• [Problem description]
Render the lines of the records below as a JSON list of strings, one string per line with blank lines omitted, starting with the line containing "of the monument" and going on through the line containing "x=229, y=230".

• [The input]
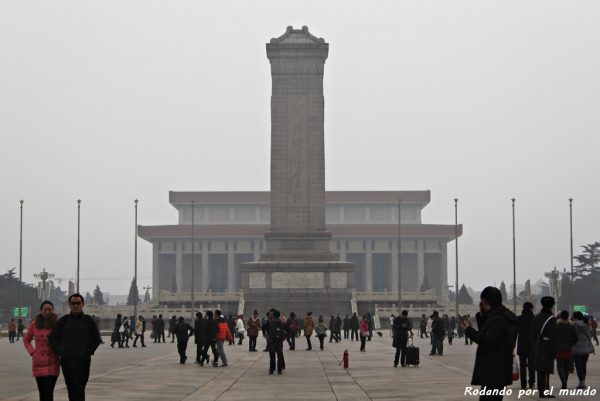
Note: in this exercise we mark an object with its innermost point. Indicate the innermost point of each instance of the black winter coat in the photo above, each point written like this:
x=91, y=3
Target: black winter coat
x=495, y=340
x=211, y=328
x=75, y=336
x=354, y=323
x=544, y=349
x=524, y=323
x=199, y=331
x=566, y=336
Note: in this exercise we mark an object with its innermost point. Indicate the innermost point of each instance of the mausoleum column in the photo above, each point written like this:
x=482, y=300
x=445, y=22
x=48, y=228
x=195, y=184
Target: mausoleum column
x=420, y=263
x=395, y=265
x=230, y=267
x=155, y=270
x=204, y=267
x=369, y=266
x=179, y=265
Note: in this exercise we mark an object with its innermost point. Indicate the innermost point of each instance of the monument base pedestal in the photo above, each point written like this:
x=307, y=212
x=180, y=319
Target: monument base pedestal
x=324, y=288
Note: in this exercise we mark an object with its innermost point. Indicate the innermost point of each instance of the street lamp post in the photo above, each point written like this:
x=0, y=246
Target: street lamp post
x=514, y=261
x=399, y=256
x=571, y=293
x=78, y=234
x=193, y=251
x=456, y=254
x=135, y=291
x=20, y=259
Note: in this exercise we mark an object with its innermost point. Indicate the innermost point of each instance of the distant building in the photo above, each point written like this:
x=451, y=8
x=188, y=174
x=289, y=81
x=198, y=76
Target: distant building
x=229, y=230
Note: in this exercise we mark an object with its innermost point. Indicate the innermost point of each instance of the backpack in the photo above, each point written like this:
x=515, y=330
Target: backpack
x=276, y=331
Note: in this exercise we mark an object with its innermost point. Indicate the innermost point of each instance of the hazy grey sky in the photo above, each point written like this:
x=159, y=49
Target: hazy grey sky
x=115, y=100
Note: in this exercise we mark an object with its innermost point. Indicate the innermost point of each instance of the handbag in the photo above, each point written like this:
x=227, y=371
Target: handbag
x=515, y=369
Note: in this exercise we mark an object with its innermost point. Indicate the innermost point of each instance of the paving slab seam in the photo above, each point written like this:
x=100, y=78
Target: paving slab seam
x=345, y=371
x=92, y=377
x=222, y=373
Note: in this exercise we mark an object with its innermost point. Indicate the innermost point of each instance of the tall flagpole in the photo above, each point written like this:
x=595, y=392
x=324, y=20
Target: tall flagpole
x=514, y=261
x=135, y=291
x=193, y=251
x=399, y=257
x=78, y=236
x=20, y=259
x=456, y=254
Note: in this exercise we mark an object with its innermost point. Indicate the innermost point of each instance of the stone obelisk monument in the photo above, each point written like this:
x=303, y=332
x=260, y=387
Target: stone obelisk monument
x=297, y=271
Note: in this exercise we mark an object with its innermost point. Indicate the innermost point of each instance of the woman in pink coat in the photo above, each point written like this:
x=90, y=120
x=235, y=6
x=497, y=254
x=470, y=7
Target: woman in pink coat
x=46, y=366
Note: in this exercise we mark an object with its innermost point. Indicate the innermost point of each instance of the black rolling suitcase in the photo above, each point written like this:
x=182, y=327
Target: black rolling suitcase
x=412, y=354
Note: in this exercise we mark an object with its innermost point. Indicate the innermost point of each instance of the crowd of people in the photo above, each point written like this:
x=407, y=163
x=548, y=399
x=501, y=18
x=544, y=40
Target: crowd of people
x=539, y=341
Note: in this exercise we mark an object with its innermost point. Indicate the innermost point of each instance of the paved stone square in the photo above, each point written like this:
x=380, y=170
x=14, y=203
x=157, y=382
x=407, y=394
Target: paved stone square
x=154, y=373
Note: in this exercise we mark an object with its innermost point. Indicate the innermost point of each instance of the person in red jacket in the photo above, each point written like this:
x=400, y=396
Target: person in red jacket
x=222, y=334
x=45, y=364
x=12, y=330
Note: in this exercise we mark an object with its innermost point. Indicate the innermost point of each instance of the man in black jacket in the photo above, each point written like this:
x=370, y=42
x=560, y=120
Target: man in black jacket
x=495, y=343
x=276, y=335
x=437, y=334
x=543, y=339
x=75, y=339
x=401, y=330
x=524, y=322
x=199, y=338
x=354, y=324
x=182, y=331
x=346, y=327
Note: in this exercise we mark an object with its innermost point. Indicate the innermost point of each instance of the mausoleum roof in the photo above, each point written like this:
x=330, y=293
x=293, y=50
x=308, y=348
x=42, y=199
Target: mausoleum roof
x=177, y=198
x=297, y=36
x=338, y=230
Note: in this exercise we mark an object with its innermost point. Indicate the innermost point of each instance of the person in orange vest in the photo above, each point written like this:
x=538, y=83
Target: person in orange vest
x=222, y=334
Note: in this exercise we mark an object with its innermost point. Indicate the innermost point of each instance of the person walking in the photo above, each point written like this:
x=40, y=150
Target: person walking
x=371, y=323
x=566, y=337
x=401, y=330
x=211, y=329
x=451, y=328
x=354, y=325
x=160, y=328
x=495, y=342
x=182, y=331
x=253, y=329
x=224, y=334
x=321, y=331
x=140, y=328
x=346, y=327
x=309, y=326
x=153, y=333
x=75, y=338
x=437, y=334
x=543, y=338
x=428, y=328
x=45, y=363
x=199, y=338
x=292, y=331
x=594, y=327
x=423, y=326
x=124, y=332
x=277, y=333
x=171, y=329
x=583, y=348
x=524, y=324
x=332, y=328
x=364, y=332
x=240, y=329
x=12, y=330
x=115, y=336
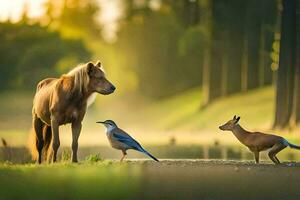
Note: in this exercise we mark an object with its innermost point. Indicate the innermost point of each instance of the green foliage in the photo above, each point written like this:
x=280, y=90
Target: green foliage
x=29, y=53
x=94, y=158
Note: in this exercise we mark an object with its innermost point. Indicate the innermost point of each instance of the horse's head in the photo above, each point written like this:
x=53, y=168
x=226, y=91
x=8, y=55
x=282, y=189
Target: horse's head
x=97, y=80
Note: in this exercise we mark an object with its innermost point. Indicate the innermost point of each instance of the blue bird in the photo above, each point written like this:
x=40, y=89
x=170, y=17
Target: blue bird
x=121, y=140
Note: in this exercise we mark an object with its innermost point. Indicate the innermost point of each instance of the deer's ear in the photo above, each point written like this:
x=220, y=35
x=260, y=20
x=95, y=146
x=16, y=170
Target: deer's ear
x=237, y=120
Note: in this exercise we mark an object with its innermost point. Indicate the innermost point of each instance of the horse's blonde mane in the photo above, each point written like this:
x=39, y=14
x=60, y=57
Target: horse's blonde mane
x=81, y=78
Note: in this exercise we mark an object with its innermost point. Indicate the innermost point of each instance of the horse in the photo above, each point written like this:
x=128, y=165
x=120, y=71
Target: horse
x=64, y=100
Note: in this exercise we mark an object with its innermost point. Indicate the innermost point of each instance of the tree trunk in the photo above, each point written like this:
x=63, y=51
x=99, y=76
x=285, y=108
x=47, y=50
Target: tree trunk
x=295, y=116
x=285, y=78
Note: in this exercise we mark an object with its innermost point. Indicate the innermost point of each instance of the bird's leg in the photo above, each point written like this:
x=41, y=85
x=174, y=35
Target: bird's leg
x=124, y=154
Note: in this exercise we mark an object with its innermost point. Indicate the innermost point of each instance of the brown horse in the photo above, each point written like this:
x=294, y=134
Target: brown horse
x=61, y=101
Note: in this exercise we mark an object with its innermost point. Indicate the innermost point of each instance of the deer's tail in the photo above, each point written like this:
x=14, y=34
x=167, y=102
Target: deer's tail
x=293, y=146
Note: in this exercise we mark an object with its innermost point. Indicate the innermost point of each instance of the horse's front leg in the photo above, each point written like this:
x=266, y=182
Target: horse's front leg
x=76, y=129
x=55, y=140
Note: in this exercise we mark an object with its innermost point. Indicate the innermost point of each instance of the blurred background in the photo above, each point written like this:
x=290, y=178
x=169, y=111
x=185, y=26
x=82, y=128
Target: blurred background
x=181, y=68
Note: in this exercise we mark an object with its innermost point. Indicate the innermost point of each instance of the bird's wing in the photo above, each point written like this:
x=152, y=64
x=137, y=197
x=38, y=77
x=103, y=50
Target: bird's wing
x=123, y=137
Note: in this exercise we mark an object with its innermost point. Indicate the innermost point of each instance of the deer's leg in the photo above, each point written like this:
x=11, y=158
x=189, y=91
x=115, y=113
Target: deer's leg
x=55, y=139
x=38, y=128
x=76, y=129
x=274, y=150
x=256, y=156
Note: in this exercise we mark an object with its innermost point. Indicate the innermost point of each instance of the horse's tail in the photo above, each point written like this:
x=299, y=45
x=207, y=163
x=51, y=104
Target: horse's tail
x=32, y=142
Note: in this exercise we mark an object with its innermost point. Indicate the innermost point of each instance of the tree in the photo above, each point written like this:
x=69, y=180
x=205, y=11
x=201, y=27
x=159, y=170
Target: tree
x=287, y=94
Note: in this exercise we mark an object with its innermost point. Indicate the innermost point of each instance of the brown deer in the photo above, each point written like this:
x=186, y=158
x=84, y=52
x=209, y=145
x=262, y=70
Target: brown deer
x=64, y=100
x=257, y=141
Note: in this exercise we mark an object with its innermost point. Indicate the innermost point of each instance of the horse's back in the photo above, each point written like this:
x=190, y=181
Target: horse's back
x=45, y=82
x=42, y=98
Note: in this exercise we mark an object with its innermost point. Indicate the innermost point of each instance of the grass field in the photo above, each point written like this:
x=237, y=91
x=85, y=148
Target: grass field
x=171, y=129
x=140, y=179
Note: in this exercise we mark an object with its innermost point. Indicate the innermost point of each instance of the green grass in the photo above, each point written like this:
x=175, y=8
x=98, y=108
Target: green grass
x=69, y=181
x=183, y=112
x=169, y=179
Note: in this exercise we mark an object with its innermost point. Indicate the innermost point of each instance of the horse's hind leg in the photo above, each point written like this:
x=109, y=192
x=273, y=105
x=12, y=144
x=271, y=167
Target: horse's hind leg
x=38, y=127
x=47, y=135
x=55, y=139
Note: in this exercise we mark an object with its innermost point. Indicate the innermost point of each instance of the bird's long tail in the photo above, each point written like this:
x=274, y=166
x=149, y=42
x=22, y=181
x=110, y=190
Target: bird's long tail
x=148, y=154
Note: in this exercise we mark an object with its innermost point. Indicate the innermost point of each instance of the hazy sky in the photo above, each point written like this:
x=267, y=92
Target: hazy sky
x=110, y=12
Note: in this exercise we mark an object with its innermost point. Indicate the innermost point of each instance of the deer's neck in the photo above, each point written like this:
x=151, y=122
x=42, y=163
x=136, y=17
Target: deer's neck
x=240, y=133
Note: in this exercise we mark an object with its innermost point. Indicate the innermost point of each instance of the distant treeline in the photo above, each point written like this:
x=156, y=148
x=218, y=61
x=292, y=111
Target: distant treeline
x=223, y=45
x=29, y=53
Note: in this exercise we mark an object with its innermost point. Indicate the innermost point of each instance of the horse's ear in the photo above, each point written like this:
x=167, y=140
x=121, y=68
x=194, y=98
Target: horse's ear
x=90, y=67
x=98, y=64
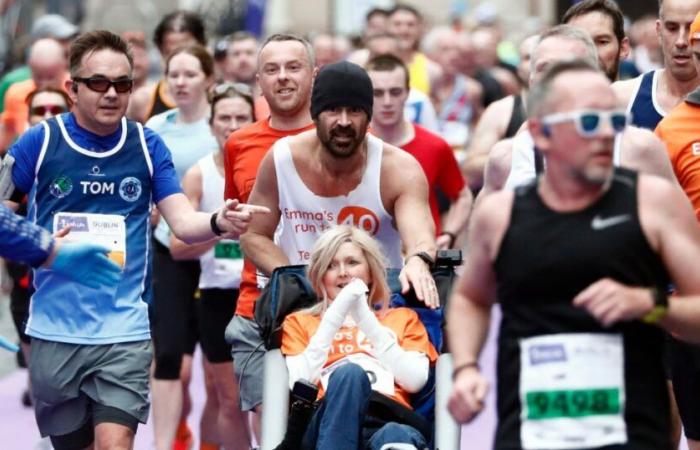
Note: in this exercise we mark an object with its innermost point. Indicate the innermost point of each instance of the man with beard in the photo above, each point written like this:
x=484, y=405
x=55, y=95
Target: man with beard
x=339, y=174
x=649, y=96
x=579, y=263
x=603, y=20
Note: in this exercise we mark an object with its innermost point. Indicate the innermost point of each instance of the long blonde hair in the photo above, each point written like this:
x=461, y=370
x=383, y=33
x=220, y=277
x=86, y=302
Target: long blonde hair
x=325, y=249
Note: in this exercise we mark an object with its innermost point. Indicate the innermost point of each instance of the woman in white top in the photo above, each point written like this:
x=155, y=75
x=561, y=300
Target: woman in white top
x=185, y=130
x=221, y=262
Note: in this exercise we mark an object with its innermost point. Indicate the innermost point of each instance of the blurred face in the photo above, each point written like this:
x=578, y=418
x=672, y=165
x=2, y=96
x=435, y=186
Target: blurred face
x=141, y=64
x=447, y=54
x=187, y=82
x=382, y=46
x=342, y=130
x=348, y=263
x=230, y=114
x=175, y=39
x=406, y=27
x=45, y=105
x=390, y=94
x=554, y=49
x=375, y=25
x=241, y=61
x=285, y=76
x=673, y=29
x=525, y=53
x=586, y=159
x=610, y=51
x=100, y=112
x=324, y=50
x=48, y=73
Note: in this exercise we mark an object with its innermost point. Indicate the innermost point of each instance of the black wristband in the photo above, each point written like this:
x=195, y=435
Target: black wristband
x=214, y=226
x=424, y=256
x=461, y=367
x=660, y=307
x=453, y=237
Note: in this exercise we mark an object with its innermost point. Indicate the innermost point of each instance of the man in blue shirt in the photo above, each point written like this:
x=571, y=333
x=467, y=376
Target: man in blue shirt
x=98, y=173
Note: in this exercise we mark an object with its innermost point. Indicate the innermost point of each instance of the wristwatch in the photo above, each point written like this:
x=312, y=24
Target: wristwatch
x=215, y=226
x=425, y=256
x=660, y=307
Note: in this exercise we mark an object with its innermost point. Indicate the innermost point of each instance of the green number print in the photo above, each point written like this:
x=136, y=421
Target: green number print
x=227, y=250
x=572, y=403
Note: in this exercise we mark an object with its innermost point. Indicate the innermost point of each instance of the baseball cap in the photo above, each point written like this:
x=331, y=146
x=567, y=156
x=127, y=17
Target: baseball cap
x=53, y=26
x=695, y=28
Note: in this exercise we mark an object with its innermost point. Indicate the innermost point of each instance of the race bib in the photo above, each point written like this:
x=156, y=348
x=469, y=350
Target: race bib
x=572, y=391
x=108, y=230
x=381, y=379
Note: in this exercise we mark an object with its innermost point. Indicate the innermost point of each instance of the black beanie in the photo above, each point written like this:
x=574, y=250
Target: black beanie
x=342, y=84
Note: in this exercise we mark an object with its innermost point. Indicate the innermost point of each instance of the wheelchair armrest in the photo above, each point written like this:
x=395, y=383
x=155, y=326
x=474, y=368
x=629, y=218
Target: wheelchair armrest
x=447, y=431
x=275, y=400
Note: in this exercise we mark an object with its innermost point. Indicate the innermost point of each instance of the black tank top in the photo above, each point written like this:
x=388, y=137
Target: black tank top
x=158, y=104
x=545, y=260
x=517, y=116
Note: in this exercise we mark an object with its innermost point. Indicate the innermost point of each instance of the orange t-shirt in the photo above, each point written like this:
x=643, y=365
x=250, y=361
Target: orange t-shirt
x=15, y=116
x=679, y=131
x=243, y=153
x=299, y=327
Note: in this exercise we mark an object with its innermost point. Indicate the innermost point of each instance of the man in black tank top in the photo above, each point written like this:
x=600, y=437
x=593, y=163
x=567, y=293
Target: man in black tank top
x=579, y=262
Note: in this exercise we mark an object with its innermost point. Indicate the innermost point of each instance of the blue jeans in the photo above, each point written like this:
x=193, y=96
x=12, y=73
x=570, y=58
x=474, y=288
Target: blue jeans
x=339, y=423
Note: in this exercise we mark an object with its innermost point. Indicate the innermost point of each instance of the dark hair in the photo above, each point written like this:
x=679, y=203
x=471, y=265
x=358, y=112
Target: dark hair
x=540, y=93
x=606, y=7
x=180, y=21
x=406, y=8
x=231, y=90
x=241, y=36
x=199, y=52
x=30, y=97
x=93, y=41
x=387, y=63
x=376, y=12
x=283, y=37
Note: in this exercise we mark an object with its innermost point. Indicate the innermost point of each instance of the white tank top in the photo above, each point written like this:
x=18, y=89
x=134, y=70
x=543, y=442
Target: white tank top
x=221, y=265
x=305, y=215
x=522, y=165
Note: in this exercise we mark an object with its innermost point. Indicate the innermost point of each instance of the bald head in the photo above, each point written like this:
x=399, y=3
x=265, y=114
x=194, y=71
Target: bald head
x=48, y=63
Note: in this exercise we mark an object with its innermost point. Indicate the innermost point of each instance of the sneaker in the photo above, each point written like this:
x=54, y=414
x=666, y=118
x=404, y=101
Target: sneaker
x=184, y=440
x=26, y=398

• [Solution for this problem]
[
  "Note: in this exercise we mark an object with its innermost point. Indicate the innermost point of each instance of the monument base pedestal in the photo above, each point written like this:",
  "x=307, y=212",
  "x=180, y=319",
  "Target: monument base pedestal",
  "x=324, y=288",
  "Note: in this exercise we mark an object with its innermost point. Indicate the innermost point of each instance of the street lamp post in the photo above, each point written like this:",
  "x=0, y=246",
  "Target: street lamp post",
  "x=514, y=261",
  "x=399, y=256",
  "x=571, y=293",
  "x=78, y=234",
  "x=193, y=251",
  "x=456, y=254",
  "x=135, y=291",
  "x=20, y=259",
  "Note: in this exercise we mark an object with its innermost point. Indicate the innermost point of each instance of the distant building in the photo above, each point written like this:",
  "x=451, y=8",
  "x=188, y=174",
  "x=289, y=81",
  "x=198, y=76",
  "Target: distant building",
  "x=229, y=230"
]